Your task. Go to the line below containing "Target: backsplash grey tile" and print exactly from there through the line containing "Where can the white upper", both included. Print nothing else.

____ Data shown

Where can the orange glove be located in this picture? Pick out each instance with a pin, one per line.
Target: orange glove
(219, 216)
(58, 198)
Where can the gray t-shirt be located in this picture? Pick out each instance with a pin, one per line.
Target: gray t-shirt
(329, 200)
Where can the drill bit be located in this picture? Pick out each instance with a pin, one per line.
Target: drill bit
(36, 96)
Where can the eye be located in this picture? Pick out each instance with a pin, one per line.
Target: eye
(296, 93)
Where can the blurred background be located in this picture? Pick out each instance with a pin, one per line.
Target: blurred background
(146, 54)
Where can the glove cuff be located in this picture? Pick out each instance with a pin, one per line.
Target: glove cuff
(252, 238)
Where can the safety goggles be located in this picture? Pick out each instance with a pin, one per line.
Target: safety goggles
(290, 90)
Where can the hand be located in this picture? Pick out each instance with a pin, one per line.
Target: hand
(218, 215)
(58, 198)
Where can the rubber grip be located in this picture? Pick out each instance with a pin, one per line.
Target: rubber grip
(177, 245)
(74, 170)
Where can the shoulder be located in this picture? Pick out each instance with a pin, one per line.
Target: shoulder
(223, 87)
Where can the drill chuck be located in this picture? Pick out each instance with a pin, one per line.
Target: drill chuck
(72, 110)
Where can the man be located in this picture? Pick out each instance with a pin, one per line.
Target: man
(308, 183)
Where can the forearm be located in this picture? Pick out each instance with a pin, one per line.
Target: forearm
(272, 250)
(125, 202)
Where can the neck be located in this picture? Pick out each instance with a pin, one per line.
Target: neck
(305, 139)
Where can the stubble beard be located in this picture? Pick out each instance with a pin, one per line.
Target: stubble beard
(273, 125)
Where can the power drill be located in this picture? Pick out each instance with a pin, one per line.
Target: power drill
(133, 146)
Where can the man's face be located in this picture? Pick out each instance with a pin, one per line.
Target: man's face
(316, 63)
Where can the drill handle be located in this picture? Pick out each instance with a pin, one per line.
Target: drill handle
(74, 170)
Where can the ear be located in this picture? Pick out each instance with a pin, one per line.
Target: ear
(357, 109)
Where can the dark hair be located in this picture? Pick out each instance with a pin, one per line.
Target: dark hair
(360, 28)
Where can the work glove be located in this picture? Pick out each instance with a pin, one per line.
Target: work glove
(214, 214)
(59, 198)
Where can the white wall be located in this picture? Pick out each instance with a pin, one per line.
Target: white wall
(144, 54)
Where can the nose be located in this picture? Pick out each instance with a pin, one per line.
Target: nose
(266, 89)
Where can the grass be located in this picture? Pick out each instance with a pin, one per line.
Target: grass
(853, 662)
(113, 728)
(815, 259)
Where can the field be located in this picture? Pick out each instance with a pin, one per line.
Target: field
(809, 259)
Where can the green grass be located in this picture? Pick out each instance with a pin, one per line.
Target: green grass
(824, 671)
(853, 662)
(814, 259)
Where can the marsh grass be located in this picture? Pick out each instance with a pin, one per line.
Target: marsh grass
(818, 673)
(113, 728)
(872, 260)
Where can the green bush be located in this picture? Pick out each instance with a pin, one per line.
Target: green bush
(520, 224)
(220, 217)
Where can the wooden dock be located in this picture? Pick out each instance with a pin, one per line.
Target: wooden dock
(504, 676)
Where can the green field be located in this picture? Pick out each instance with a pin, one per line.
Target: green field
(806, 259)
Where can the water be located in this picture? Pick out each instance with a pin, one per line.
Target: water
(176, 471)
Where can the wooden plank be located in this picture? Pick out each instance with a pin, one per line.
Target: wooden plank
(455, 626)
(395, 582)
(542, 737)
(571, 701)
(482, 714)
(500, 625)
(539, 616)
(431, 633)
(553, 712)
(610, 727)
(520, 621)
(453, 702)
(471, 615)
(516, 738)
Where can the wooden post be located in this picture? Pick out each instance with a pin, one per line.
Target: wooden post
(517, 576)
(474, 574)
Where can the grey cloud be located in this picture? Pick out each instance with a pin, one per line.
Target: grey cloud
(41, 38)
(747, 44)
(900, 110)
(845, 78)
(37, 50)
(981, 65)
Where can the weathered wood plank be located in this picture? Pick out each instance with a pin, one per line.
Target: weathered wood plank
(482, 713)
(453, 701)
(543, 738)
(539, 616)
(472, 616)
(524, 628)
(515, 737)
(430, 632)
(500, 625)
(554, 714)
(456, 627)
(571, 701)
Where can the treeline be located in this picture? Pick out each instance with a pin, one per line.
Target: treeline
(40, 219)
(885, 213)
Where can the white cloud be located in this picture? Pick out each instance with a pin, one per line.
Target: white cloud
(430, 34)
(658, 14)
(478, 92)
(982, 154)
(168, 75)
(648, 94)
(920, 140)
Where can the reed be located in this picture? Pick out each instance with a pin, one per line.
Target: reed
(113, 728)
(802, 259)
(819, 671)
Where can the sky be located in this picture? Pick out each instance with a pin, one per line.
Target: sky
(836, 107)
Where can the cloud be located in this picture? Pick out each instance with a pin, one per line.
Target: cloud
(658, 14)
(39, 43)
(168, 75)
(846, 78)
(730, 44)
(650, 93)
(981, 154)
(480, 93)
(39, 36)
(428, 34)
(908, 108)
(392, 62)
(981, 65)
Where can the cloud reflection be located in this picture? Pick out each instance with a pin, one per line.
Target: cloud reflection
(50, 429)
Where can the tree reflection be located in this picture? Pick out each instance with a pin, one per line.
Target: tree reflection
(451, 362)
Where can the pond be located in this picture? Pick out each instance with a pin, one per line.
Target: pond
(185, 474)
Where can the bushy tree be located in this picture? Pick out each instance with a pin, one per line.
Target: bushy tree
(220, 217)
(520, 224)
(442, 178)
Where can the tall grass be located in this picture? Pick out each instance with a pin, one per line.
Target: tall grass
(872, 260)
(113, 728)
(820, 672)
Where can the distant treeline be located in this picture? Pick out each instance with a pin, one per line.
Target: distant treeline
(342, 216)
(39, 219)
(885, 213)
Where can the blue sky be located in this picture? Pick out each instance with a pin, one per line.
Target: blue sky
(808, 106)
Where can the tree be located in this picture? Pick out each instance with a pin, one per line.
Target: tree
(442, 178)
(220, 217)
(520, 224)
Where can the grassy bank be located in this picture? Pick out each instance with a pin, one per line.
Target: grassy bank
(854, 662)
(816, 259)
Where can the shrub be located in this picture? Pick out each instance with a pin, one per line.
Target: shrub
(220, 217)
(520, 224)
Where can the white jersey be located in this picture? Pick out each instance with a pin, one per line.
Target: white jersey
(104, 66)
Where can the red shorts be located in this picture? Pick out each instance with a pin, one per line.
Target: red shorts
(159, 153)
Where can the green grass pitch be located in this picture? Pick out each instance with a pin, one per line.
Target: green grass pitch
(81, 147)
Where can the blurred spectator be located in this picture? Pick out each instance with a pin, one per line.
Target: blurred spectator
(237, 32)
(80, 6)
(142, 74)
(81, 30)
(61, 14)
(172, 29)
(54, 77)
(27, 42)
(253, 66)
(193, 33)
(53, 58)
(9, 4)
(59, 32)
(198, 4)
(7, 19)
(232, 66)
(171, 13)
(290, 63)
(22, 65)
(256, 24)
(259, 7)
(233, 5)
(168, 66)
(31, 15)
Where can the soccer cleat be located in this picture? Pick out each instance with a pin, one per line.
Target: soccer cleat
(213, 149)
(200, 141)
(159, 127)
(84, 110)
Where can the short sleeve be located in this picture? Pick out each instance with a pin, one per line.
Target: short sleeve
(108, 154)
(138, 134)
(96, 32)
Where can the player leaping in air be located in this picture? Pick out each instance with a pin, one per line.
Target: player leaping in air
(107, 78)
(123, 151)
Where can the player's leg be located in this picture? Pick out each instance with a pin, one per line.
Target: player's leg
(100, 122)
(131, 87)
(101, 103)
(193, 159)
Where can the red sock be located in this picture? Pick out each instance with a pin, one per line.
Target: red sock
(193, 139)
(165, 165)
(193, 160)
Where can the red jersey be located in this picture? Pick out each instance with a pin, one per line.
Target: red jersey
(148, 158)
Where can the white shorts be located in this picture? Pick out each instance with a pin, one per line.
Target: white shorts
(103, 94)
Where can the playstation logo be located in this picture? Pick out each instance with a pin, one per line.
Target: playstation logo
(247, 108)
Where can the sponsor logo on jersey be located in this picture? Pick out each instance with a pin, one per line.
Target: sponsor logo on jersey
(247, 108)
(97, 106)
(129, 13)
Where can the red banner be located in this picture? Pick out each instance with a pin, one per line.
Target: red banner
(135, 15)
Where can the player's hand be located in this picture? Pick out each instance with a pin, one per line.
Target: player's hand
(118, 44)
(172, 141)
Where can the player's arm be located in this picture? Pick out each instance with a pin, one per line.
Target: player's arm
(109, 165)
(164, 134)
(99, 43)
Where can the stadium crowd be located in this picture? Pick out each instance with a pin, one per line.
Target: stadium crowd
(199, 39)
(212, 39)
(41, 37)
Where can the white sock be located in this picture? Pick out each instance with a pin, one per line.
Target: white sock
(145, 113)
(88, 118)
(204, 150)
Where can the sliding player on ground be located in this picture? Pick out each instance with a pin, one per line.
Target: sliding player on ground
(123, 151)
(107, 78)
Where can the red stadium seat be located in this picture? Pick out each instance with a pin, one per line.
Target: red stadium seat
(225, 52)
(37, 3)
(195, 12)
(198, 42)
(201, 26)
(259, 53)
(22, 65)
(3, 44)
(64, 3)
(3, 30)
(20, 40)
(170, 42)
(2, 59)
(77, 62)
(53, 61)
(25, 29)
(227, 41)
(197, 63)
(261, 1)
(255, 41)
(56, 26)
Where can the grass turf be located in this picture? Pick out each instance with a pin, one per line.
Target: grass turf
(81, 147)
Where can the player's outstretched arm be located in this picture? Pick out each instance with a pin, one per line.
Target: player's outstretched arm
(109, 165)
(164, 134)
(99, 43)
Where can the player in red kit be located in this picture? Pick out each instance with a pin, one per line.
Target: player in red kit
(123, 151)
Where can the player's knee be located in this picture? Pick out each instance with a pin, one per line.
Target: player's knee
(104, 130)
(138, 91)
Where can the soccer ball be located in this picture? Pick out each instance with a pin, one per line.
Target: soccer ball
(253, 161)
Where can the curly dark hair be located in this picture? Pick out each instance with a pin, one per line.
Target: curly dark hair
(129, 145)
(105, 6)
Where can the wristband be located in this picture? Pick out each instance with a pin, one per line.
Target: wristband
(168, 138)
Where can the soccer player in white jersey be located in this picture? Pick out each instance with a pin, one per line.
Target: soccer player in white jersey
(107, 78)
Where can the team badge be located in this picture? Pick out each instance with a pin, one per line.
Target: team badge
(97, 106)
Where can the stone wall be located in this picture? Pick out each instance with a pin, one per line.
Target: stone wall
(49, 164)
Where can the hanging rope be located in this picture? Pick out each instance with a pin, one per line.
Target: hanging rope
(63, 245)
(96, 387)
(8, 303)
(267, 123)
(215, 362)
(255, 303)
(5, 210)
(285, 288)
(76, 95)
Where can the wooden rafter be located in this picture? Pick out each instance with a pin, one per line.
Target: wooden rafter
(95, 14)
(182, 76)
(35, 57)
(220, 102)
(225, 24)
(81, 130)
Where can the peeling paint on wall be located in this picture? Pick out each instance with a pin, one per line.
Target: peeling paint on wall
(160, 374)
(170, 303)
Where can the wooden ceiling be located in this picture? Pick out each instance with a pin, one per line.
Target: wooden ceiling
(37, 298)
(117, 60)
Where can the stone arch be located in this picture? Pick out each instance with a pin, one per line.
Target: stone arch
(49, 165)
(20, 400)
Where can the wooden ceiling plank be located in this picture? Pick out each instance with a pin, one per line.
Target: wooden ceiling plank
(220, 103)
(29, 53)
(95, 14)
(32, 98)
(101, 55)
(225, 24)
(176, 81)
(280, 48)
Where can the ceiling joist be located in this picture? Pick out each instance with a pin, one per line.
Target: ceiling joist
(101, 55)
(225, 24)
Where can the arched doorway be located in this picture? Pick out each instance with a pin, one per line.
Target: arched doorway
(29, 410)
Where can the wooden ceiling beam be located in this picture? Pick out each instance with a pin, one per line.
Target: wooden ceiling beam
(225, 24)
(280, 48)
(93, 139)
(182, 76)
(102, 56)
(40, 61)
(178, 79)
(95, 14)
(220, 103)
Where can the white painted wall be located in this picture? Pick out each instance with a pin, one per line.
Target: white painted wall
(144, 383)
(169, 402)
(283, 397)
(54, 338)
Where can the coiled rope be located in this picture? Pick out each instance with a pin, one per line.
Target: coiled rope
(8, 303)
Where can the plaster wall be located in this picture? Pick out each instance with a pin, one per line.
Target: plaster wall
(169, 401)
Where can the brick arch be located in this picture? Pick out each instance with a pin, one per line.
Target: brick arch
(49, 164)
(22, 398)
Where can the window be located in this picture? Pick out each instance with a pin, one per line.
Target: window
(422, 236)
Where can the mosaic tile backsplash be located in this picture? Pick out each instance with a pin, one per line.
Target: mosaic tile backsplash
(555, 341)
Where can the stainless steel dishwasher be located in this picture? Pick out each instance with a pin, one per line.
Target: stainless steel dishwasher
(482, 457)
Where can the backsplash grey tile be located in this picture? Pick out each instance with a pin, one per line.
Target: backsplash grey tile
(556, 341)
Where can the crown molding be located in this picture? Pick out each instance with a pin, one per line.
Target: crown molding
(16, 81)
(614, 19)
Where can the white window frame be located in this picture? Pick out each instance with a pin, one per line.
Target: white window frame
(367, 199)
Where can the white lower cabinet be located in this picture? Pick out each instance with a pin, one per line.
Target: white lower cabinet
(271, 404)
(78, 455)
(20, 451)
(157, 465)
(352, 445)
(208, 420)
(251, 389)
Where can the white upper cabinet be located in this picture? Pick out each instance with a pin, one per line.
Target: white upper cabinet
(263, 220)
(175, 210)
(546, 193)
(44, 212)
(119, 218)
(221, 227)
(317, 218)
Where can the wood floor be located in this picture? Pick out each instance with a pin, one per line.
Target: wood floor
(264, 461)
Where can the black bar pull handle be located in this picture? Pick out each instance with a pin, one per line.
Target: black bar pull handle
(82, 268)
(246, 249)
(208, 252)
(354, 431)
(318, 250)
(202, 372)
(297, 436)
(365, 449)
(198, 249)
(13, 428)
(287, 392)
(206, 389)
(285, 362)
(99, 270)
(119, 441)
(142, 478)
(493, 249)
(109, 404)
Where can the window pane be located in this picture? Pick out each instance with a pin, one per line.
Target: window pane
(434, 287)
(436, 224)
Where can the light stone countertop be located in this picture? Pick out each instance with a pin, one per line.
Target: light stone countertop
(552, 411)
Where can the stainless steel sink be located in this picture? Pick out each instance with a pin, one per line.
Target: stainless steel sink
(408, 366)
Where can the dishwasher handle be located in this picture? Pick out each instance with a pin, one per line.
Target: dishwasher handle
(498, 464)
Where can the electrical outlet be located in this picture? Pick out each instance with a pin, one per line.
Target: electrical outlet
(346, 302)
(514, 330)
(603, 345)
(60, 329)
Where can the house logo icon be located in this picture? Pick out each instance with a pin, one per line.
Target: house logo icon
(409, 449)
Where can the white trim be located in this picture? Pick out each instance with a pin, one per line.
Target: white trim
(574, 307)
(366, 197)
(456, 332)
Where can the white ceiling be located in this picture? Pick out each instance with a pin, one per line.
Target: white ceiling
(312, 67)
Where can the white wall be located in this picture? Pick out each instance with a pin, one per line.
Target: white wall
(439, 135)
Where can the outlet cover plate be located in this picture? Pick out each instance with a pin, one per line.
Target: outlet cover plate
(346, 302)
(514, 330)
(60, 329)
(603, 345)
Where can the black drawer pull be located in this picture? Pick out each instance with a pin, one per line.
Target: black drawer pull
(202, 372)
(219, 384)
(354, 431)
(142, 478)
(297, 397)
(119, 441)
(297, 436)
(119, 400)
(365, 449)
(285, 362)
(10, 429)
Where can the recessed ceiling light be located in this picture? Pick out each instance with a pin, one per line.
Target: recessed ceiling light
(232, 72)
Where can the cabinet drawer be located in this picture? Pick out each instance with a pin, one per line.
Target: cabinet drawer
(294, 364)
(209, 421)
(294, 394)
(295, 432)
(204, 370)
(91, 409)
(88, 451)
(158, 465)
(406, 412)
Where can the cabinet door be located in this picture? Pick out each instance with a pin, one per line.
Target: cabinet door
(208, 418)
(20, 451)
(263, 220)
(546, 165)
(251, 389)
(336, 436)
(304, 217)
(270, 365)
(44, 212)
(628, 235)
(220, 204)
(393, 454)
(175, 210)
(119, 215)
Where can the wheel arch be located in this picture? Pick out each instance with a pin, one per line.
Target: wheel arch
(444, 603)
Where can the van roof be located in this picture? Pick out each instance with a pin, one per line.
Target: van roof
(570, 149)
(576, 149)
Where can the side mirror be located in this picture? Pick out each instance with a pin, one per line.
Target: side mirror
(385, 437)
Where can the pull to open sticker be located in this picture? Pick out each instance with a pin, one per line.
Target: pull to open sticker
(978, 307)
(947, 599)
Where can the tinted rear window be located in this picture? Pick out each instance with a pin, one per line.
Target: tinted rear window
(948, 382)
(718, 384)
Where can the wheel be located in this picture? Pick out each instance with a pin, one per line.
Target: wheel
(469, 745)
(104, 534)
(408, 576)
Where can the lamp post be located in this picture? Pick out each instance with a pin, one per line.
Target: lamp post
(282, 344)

________

Result.
Target: backsplash grey tile
(556, 341)
Where can the crown molding be located in this picture? Pick out each instance with a pin, one per line.
Target: crown molding
(16, 81)
(614, 19)
Where can the white window frame be located in this picture? Pick out each instance with a pin, one per line.
Target: white window frame
(367, 199)
Where can the white lower cabinet be located in this picture? Pick out each instance with a pin, one per line.
Target: white lower cabinet
(271, 404)
(78, 455)
(20, 451)
(157, 465)
(352, 445)
(208, 420)
(251, 389)
Where can the white upper cabinet be located in this picture? Pick out each instance with a pin, one per line.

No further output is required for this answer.